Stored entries

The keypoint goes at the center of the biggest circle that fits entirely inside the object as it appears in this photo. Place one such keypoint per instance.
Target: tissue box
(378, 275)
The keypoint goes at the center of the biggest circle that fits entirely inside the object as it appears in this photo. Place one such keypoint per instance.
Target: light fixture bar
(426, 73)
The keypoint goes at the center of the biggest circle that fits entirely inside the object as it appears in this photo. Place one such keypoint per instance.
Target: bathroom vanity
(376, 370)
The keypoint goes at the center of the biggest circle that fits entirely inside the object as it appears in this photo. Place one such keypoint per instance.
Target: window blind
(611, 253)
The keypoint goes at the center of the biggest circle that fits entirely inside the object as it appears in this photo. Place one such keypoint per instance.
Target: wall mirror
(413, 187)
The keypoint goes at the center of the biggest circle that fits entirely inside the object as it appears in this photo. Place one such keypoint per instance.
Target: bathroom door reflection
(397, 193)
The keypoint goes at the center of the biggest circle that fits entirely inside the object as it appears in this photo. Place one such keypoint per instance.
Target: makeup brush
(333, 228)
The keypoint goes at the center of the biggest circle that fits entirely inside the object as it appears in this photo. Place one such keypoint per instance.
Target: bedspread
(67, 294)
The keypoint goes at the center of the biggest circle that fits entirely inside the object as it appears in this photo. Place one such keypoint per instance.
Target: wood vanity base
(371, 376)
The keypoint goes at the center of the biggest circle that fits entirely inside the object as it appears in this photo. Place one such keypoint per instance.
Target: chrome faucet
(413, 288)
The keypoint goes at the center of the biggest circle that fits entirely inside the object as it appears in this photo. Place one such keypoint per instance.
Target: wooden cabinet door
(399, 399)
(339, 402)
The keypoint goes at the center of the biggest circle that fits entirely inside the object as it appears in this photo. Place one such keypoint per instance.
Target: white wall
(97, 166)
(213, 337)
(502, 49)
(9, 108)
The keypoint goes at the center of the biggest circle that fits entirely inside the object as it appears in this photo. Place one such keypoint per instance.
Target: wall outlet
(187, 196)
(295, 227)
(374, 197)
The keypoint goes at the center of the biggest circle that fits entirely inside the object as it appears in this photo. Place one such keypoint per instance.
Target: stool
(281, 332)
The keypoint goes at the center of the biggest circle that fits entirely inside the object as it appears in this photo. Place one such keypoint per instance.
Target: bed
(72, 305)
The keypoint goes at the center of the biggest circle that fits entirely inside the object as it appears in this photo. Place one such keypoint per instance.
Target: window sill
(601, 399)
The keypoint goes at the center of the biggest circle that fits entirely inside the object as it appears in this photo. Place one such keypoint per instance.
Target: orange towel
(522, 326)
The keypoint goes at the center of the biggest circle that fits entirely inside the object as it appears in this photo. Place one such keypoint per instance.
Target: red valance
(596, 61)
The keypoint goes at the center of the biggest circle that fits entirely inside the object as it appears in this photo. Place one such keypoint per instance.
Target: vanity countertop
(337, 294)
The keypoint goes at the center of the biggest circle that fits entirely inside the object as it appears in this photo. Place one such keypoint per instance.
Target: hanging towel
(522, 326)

■ **PROBLEM REQUIREMENTS**: An exact repeat of all the entries above is required.

■ **ANSWER SECTION**:
The keypoint goes at the center of the biggest circle that fits entirely inside the object as it appears in this photo. Place one such keypoint per instance.
Target: tissue box
(378, 275)
The keypoint goes at the center of the biggest circle that fits entirely inside the object as it appears in this photo. Place one such keypoint per instance.
Target: light fixture bar
(426, 73)
The keypoint goes at the center of the biggest circle that fits entirely inside the object as it appears in this photo. Place one such keypoint per instance.
Target: bathroom vanity
(376, 370)
The keypoint goes at the center of the biggest circle that fits entirely inside the object as it appears in this photo. Place one such keypoint per instance.
Target: window blind
(611, 253)
The keypoint goes at the center of the biggest circle that fits entirely inside the object as it appears in this photo. Place one such keypoint per instance.
Target: wall mirror
(413, 187)
The keypoint goes at the center of the biggest circle that fits entirely inside the object as it appears in this photo. Place one such keypoint per instance.
Target: bathroom door reflection
(397, 193)
The keypoint goes at the center of the biggest circle that fits entirely inside the object as it appears in this photo. Place one such keypoint per instance.
Target: makeup brush
(333, 228)
The keypoint goes at the center of the biggest circle that fits entirely inside the object as it appears in this photo. Place one such keypoint per instance.
Target: bedspread
(67, 294)
The keypoint goes at the center of the biggest circle that fits entirely inside the object as it appears in this photo. Place one such keypoint per instance.
Target: wood vanity base
(371, 376)
The keypoint goes at the center of the biggest circle that fits entirely inside the object as it appears in this photo. Place one such keypoint per instance.
Target: chrome faucet
(413, 288)
The keypoint goes at the center of the biggest circle that fits entirely inside the object as it appears in this photo. Place one such keypoint per instance.
Target: wooden cabinet door
(399, 399)
(339, 402)
The keypoint goes at the center of the biggest circle that fits entirely inside the object as it appears in this photo. Place one such keypoint per instance.
Target: white wall
(97, 166)
(213, 337)
(502, 49)
(9, 108)
The keypoint goes at the center of the biggest circle that fits entirely inside the object as it appears in this photo. Place one such keypoint per instance.
Target: wall outlet
(187, 196)
(295, 227)
(374, 197)
The keypoint goes at the center of the biggest circle that fits entirely inside the object as it appears in this photo. Place one such keypoint per instance.
Target: stool
(281, 332)
The keypoint goes at the center of the biggest circle that fits entirely inside the object as it appears in this photo. Place one such keypoint per instance.
Target: bed
(72, 305)
The keypoint goes at the center of the biggest circle that fits entirely inside the object as it appears in this photo. Place one such keypoint per instance.
Target: window sill
(601, 399)
The keypoint goes at the center of the biggest circle that fits entirely inside the object as it appears in this photo. Place one such keypoint per instance.
Target: orange towel
(522, 326)
The keypoint goes at the center of the biggest circle that fits entirely inside the object as it appears in this photo. Place one such keypoint per instance.
Target: red valance
(596, 61)
The keypoint goes at the center of the biggest circle that fits entirely inside the object as it appears in this photo. Place one such keypoint per instance.
Target: vanity countertop
(337, 294)
The keypoint goes at the center of the biggest circle that fits entirely inside the object as it appears in this photo. Place one such keypoint per instance.
Target: hanging towel
(522, 326)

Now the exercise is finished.